REQUIRED TASK A: In the weather forecast text, on which day is the second, stronger wave expected to move in?

TEXT EXTRACT:

The latest trends in our Midwest weather system indicate that the more consistent rain bands may be sliding a bit to the south. That could mean less beneficial rainfall for parts of central and southern Minnesota, including the Twin Cities metro area.
NOAA rainfall forecast shows a sharp cutoff in rainfall on the northern edge of this system. A southward shift will reduce rainfall amounts accordingly.
The first wave with this system is lighting up radar with scattered showers Monday night. There may be a break in the action before the second, stronger wave moves in Tuesday.
Morning and midday forecast model runs are stretching or “shearing” this incoming upper low from north to south over the central plains. This usually produces a more elongated area of rainfall, and prevents deep moisture from being thrown up over the Upper Midwest.

REQUIRED TASK B: Collect every line of the records that contains the string "jacket", matching case exactly.

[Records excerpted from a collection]
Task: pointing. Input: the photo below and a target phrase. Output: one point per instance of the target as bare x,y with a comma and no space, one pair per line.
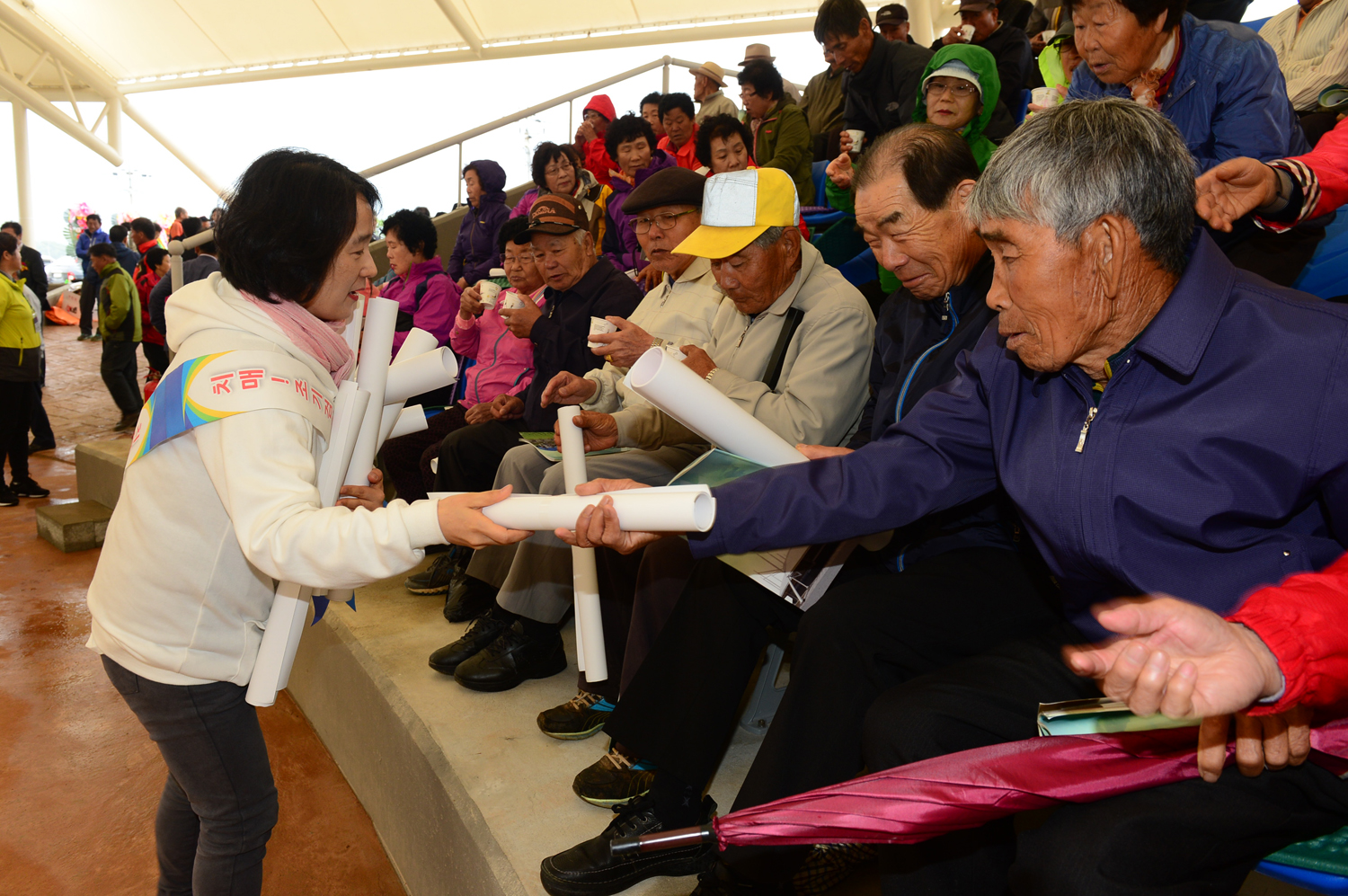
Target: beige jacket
678,312
824,382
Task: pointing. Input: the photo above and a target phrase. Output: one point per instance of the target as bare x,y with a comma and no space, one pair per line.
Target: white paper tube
638,510
418,342
271,669
701,407
412,420
421,374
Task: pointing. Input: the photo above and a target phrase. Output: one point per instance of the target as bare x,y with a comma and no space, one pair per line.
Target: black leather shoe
514,658
468,597
590,869
484,629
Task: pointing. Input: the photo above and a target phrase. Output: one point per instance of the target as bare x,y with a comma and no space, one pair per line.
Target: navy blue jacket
1218,459
1228,97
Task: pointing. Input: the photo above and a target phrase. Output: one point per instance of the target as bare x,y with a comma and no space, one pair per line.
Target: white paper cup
600,325
488,291
1045,97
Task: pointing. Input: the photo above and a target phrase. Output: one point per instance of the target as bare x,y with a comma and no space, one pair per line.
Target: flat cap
668,186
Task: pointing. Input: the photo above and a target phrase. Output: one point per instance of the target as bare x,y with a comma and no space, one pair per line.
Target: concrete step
75,526
99,467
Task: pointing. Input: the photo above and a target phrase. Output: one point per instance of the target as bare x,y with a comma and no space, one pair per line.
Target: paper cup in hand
488,291
600,325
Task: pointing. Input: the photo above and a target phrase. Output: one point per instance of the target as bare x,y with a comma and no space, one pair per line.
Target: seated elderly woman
1218,84
1118,388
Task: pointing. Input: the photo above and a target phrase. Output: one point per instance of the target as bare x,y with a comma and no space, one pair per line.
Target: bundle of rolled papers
368,412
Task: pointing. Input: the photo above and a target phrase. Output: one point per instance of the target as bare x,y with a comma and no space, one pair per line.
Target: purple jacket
504,361
1215,462
620,245
474,250
437,307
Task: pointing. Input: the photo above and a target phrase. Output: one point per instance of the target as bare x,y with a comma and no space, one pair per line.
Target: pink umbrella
916,802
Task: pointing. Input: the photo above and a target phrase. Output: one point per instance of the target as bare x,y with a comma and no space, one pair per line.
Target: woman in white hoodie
209,518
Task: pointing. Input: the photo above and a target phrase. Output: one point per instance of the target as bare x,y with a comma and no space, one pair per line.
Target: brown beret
668,186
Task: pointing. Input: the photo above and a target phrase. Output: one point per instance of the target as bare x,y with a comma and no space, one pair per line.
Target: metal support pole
21,164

WRITTEN RESPONSE A: Tuesday.

WRITTEN RESPONSE B:
Target: beige jacket
Target: navy blue jacket
Target: purple jacket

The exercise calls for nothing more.